▸ SOURCE RECORDS
________________________

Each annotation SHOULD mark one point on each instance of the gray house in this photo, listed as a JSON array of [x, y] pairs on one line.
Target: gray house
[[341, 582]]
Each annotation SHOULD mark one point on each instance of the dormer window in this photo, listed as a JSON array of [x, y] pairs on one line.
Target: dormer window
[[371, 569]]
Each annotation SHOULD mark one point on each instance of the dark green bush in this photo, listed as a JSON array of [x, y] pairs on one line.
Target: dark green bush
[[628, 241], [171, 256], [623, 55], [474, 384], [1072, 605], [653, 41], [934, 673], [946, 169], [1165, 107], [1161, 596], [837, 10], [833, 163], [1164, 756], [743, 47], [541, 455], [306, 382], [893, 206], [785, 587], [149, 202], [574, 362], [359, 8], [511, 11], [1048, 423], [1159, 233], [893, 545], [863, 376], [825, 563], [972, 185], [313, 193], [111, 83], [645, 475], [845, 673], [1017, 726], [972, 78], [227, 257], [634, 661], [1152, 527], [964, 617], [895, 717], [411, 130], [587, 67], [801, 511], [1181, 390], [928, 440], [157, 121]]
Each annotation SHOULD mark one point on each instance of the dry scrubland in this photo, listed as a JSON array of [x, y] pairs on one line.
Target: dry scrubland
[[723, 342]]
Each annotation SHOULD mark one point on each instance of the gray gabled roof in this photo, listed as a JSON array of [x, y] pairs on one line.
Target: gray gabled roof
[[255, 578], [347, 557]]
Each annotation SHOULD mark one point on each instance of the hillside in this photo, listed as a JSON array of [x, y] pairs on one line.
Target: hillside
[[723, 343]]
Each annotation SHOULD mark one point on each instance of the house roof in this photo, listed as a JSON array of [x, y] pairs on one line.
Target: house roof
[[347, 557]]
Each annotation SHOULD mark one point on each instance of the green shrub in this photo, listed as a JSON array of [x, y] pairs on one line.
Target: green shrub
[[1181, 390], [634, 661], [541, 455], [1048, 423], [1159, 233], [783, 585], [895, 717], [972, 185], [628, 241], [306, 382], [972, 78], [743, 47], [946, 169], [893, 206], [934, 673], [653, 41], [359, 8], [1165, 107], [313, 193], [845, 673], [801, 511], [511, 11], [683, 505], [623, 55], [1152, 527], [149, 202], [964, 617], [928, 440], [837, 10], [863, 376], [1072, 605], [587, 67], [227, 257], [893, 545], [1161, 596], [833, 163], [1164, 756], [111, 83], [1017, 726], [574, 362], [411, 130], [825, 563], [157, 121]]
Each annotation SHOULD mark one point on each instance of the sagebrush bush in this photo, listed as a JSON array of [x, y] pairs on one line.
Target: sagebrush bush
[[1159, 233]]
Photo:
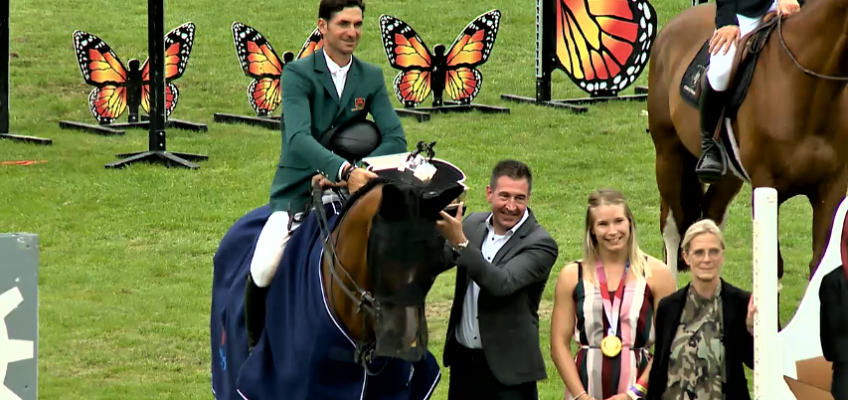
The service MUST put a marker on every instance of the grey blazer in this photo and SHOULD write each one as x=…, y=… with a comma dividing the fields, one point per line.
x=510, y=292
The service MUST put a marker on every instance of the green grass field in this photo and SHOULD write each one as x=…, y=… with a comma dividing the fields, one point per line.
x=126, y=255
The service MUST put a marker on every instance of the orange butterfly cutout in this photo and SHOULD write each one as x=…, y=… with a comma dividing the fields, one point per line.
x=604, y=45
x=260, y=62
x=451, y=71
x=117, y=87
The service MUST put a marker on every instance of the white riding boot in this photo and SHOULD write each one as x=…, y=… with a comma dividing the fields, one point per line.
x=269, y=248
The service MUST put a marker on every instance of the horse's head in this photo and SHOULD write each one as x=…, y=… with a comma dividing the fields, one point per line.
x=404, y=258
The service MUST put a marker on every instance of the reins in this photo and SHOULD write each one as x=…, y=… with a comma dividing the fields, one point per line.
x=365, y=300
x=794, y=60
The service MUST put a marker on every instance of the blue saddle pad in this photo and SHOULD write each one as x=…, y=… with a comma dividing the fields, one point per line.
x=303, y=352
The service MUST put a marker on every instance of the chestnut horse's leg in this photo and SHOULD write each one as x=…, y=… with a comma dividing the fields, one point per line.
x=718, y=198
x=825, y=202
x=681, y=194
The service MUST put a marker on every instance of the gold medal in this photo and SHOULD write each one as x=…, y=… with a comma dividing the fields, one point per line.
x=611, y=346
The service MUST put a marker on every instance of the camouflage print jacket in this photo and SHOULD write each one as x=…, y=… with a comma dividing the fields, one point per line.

________________________

▸ ABOUT THIS EXERCISE
Apart from the images, every line above needs to be printed again exactly.

▸ ANSWER TO THIS PROBLEM
Each annotation SHOULD mark one point on each instance of the gray house in this photo, listed as a JSON array of [x, y] pairs on one line.
Target: gray house
[[341, 582]]
Each annotation SHOULD mark one point on each instance of the dormer window in this photo, listed as a JSON array of [x, y] pairs on one line.
Target: dormer window
[[371, 569]]
Each annotation SHOULD mark one point on each instance of the dark green bush in this photo, listed as a JSON array of [x, y] pairs on one line.
Target: dark green bush
[[628, 241], [171, 256], [623, 55], [474, 384], [1072, 605], [653, 41], [934, 673], [946, 169], [1165, 107], [1161, 596], [837, 10], [833, 163], [1164, 756], [743, 47], [541, 455], [306, 382], [893, 206], [785, 587], [149, 202], [574, 362], [359, 8], [511, 11], [1048, 423], [1159, 233], [893, 545], [863, 376], [825, 563], [972, 185], [313, 193], [111, 83], [645, 475], [845, 673], [1017, 726], [972, 78], [227, 257], [634, 661], [1152, 527], [964, 617], [895, 717], [411, 130], [587, 67], [801, 511], [1181, 390], [928, 440], [157, 121]]
Each annotation SHOULD mark one point on each instance of the dry scrubland in this photo, listed as a JSON array of [x, y] pairs on one line.
Target: dry scrubland
[[723, 342]]
Each annotation SHOULD mark one point on each instance of the gray gabled roof in this photo, listed as a JSON array of [x, y] pairs on one line.
Target: gray gabled roof
[[255, 578], [347, 557]]
Each annotation SHOULD mark one point on each instance of the hillside in this photo, listed as a JSON array of [x, y] pairs on one line.
Target: hillside
[[723, 343]]
Each annotation SHOULD mark one point on each instance of the house roof in this photo, listed as a JSON array of [x, y] pairs on one line.
Target: house roof
[[347, 557]]
Each annotation SHOULD mark one point on each instance of the green shrub in this photo, listed as a JSON array of [x, y] pairs on one line.
Target: green shrub
[[1181, 390], [634, 661], [541, 455], [1048, 423], [1159, 233], [783, 585], [895, 717], [972, 185], [628, 241], [306, 382], [972, 78], [743, 47], [946, 169], [893, 206], [934, 673], [653, 41], [359, 8], [1165, 107], [313, 193], [845, 673], [801, 511], [511, 11], [683, 505], [623, 55], [1152, 527], [149, 202], [964, 617], [928, 440], [837, 10], [863, 376], [1072, 605], [587, 67], [227, 257], [893, 545], [1161, 596], [833, 163], [1164, 756], [111, 83], [1017, 726], [574, 362], [411, 130], [825, 563], [157, 121]]
Each annotation SHOULD mark one point on each instance of the sagebrush bush in this photo, listed as a JSON array of [x, y] pairs on one line.
Target: sagebrush bush
[[1159, 233]]
Photo:
The service MUST put a marker on every instance of the grey blazer in this photo and SHOULD write each one as x=…, y=… with a comma dividing the fields, one point per line.
x=510, y=292
The service MUST put a marker on every instance of the green grass field in this photo and SHOULD write each one as x=…, y=… with a comma dividing the fields, one point per line.
x=126, y=255
The service MUST put a marker on every instance of the orange butterfly cutout in this photo and SHOULD write each one as x=…, y=… with a comma dividing the fields, one point per line.
x=604, y=45
x=260, y=62
x=451, y=71
x=117, y=87
The service MUST put a marker on every instance of the white riding boot in this photo and SHOULD write each one as x=…, y=… with a comma dividing the fields, one point per line.
x=269, y=248
The service MUST put a marker on every instance of the horse's head in this photo and SHOULD write each one as x=…, y=… with a comma dividing the fields, one point per line.
x=404, y=258
The service MUST put a marker on every instance of the reins in this photo and SHOULD write each one as x=…, y=… with a comma dividing the fields, one point per line.
x=365, y=300
x=794, y=60
The service MUST put a marker on every instance of the blue saddle pad in this photo and SHOULD write each one as x=…, y=… with a comma dividing the fields, one point per line.
x=303, y=352
The service MUST put a marker on every instance of the chestnut horse's leg in this photo and SHOULD write each one as x=…, y=… with a comma dividing the fields, one point per line.
x=718, y=198
x=825, y=202
x=681, y=194
The service MUST put a marker on every instance of the gold medal in this photo and SHOULD write each one as x=…, y=… with a comma dividing the fields, one point per line.
x=611, y=346
The service MUST put a marker on every instance of the camouflage print jacket in this photo and SHOULD write each one as x=…, y=… with a comma dividing the fields, one point per line.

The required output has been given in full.